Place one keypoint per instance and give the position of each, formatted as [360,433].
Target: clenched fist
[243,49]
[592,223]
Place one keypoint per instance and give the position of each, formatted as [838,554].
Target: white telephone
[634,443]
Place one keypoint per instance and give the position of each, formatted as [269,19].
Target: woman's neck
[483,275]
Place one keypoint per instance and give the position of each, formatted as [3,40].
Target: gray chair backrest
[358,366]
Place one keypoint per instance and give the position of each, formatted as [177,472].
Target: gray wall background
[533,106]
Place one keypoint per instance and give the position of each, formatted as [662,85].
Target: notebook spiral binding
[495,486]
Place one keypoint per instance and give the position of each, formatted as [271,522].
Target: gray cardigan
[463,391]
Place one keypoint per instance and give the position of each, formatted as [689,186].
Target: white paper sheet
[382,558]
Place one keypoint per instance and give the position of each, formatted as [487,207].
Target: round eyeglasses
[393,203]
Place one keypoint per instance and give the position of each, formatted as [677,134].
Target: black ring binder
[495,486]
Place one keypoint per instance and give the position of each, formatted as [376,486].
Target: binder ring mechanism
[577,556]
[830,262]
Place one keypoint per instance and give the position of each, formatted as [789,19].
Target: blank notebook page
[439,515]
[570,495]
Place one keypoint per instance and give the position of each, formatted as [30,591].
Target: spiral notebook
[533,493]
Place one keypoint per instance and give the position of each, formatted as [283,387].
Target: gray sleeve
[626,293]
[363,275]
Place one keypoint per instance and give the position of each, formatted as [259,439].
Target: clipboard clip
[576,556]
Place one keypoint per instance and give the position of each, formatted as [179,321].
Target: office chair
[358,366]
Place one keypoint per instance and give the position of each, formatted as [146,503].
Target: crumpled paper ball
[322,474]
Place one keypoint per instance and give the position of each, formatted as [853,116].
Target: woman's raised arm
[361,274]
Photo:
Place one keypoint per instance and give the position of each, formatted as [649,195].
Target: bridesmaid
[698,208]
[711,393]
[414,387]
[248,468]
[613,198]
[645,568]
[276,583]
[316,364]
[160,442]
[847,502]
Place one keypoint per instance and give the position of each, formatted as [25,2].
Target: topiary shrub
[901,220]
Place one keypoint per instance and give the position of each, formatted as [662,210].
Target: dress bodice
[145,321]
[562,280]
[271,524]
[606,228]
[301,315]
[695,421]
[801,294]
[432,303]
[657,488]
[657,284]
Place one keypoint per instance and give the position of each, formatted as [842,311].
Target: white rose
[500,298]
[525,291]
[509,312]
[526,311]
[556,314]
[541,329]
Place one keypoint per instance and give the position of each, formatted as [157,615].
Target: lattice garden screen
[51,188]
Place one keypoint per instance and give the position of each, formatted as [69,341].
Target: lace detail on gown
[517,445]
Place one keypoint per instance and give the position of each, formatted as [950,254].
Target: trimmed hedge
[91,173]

--- --- ---

● **What is required**
All that is wanted is a faithful reproduction of the line above with "Target: black ring binder", the line with "formatted as [842,311].", and every line in between.

● **Solution to this exercise**
Target: black ring binder
[495,486]
Place one keypoint per instance and give the position of each, formatted as [376,486].
Target: binder ring mechanism
[577,556]
[830,262]
Place one keypoint per instance and give the position of each, formatted as [789,19].
Target: blank notebook page
[439,515]
[570,495]
Place one keypoint per instance and give the position of each, formatted as [30,591].
Target: spiral notebook
[533,493]
Place one keypoint per instance and give the position of each, formatted as [283,387].
Target: gray sleeve
[626,293]
[363,275]
Place one keypoint per instance and give the position of each, formatted as [259,439].
Target: clipboard clip
[576,556]
Place one keypoint per instance and give the position of each, formatted as [179,321].
Target: office chair
[358,366]
Place one keypoint per instance and give the position of each, formatted as [146,503].
Target: crumpled paper ball
[322,474]
Place one keypoint per instance and give the position of each, formatted as [853,116].
Target: woman's raised arm
[361,274]
Photo:
Place one keypoint per instance and give the position of each, formatted as [649,195].
Target: bridesmaid
[698,208]
[711,393]
[414,387]
[248,468]
[613,198]
[645,568]
[276,583]
[316,364]
[160,442]
[847,502]
Place one keypoint per instance and give the position of each, formatted as [25,2].
Target: topiary shrub
[901,220]
Place one keypoint per instance and give the position of each, formatted as [662,210].
Target: dress bodice
[145,321]
[562,280]
[271,524]
[606,228]
[301,315]
[695,421]
[801,294]
[432,303]
[657,488]
[657,284]
Place one keypoint per instance and give the position of each, formatted as [842,311].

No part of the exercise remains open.